_ENTRIES SHOWN_:
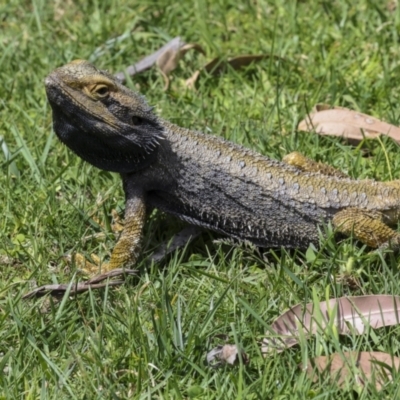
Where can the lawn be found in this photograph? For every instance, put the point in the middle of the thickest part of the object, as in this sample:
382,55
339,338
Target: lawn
149,338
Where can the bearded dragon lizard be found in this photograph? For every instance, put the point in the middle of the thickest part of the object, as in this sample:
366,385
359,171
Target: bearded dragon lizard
206,180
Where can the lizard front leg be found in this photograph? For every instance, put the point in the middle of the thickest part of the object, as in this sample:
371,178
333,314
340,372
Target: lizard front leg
297,160
367,226
127,249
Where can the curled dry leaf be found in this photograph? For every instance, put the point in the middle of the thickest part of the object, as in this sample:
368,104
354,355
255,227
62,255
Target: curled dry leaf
350,124
218,65
362,368
226,354
58,290
166,58
345,314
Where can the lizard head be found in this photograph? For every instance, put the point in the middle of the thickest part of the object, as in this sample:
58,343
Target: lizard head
101,120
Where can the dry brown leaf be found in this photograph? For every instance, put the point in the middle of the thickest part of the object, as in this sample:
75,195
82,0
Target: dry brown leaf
345,314
226,354
360,367
166,58
218,65
58,290
350,124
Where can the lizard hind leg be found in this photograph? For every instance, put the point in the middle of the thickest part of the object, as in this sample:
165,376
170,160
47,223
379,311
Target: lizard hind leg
306,164
367,226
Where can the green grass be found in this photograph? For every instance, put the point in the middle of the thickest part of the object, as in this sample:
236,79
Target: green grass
149,338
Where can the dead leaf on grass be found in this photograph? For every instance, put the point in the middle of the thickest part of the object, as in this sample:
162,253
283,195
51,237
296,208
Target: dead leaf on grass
345,314
166,58
58,290
225,354
350,124
364,367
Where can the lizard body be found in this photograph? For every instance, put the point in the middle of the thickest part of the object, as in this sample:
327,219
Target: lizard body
206,180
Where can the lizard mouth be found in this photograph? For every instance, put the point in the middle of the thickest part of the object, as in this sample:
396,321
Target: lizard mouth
90,130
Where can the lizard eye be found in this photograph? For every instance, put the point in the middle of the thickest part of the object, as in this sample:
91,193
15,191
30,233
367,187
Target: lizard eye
136,120
101,90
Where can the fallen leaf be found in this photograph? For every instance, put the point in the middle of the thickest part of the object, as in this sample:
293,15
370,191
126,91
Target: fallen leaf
166,58
218,65
58,290
225,354
345,314
350,124
364,367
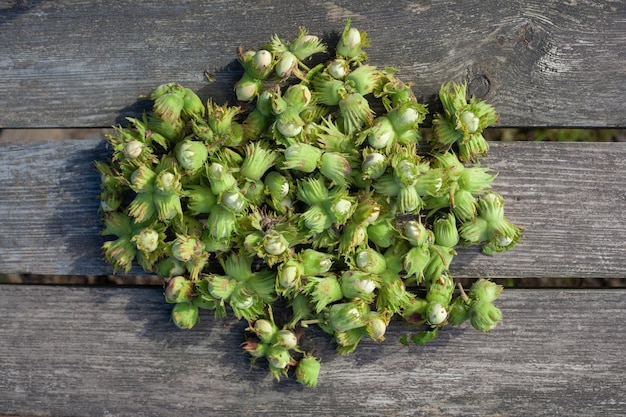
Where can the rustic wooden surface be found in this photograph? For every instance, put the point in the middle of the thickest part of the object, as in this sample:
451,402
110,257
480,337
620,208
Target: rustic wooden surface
83,63
71,351
568,196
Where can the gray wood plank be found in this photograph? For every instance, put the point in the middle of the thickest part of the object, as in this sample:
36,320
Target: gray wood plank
568,196
101,351
82,63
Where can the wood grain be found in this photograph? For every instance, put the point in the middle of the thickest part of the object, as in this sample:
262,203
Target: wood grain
96,352
72,63
568,197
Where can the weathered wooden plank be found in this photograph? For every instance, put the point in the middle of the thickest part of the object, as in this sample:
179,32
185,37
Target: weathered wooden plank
83,63
568,196
100,351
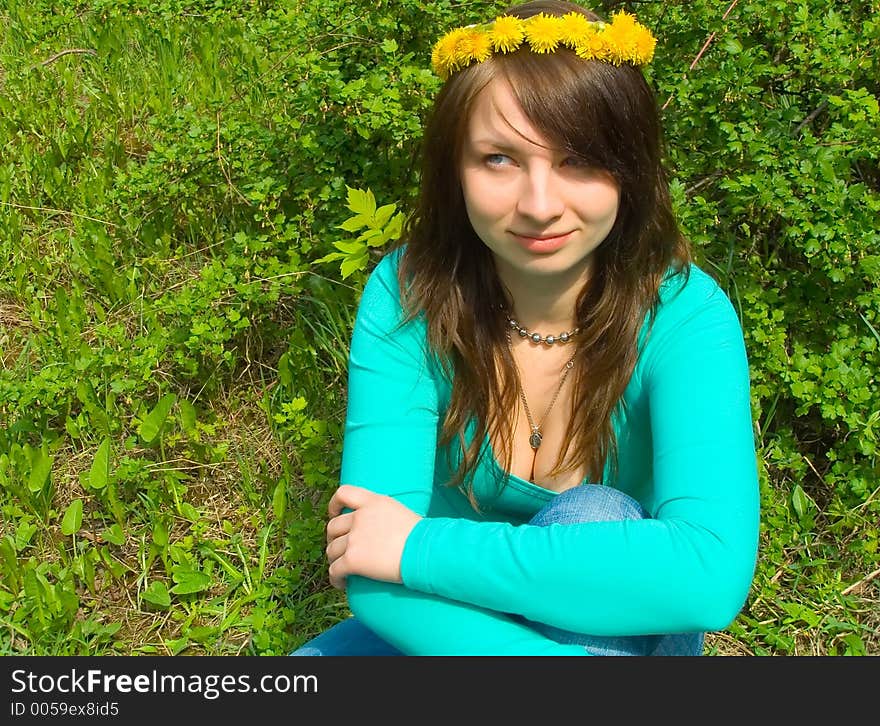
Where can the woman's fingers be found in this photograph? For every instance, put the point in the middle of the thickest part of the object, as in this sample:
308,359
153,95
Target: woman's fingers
339,526
349,496
336,548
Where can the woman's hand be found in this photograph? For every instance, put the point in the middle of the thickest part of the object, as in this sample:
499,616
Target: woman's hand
369,540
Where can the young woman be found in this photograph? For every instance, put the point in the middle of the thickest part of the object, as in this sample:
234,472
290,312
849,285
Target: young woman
548,445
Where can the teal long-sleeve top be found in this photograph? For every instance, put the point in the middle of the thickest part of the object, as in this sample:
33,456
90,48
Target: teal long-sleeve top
685,452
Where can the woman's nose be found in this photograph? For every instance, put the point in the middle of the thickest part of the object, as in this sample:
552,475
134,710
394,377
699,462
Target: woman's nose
539,197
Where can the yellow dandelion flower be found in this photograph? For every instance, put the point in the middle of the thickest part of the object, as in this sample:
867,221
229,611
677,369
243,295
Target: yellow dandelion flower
591,46
645,43
472,45
544,32
618,37
506,34
443,56
623,21
574,27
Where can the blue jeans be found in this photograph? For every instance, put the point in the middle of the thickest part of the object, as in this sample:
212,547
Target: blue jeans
585,503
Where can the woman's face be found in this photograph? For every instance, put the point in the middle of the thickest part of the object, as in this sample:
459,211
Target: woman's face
538,209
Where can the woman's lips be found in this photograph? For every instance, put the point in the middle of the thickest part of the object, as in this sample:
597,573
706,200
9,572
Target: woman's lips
542,243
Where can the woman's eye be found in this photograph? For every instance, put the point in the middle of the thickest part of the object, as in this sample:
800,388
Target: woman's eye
575,162
497,159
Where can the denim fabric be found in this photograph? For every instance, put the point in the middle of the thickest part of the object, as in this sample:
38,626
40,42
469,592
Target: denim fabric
585,503
347,638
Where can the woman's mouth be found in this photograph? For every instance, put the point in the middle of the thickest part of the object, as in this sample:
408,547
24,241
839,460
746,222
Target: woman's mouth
541,244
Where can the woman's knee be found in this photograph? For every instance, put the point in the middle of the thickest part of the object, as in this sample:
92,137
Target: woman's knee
589,503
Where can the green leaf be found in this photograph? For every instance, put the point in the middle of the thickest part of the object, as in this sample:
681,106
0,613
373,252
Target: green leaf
157,593
188,416
353,264
99,474
114,535
383,214
160,534
151,427
361,202
41,467
189,581
350,248
332,257
279,499
800,501
353,224
72,519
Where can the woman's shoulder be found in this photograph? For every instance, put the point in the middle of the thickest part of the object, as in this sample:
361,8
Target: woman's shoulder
688,291
693,312
382,282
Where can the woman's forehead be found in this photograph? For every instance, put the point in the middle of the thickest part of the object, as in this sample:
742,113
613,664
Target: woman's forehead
497,117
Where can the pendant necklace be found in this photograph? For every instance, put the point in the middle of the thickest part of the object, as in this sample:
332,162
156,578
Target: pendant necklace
536,436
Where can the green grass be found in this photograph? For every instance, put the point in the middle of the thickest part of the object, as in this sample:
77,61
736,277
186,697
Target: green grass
163,201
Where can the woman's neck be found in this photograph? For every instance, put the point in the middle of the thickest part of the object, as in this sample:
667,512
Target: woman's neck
544,304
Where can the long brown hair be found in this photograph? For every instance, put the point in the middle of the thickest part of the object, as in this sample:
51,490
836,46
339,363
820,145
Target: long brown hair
606,115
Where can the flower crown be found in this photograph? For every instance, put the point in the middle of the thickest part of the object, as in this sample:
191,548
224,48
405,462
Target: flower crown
623,40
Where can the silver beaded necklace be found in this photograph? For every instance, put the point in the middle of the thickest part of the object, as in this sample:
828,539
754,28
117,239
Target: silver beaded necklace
536,436
562,338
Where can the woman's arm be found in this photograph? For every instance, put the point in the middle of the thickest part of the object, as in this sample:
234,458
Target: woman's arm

_EXERCISE BRIEF_: Arrange the material as a Markdown table with the columns No. and Text. Cover only the lines from the one containing "Where can the silver" through the end of the material, numbering each row and leaving out blank lines.

_THE REPLY_:
| No. | Text |
|---|---|
| 1 | Where can the silver beaded necklace be found in this photograph? For every instance, put the point in the middle of the thickest part of the object, as in this sample: |
| 2 | 828,539 |
| 3 | 754,28 |
| 4 | 117,239 |
| 5 | Target: silver beaded necklace |
| 6 | 536,436 |
| 7 | 562,338 |
| 8 | Where can the woman's arm be found in this photograph? For every instance, put the point in the middle of the thickest part of the object, as in this sample: |
| 9 | 234,458 |
| 10 | Target: woman's arm |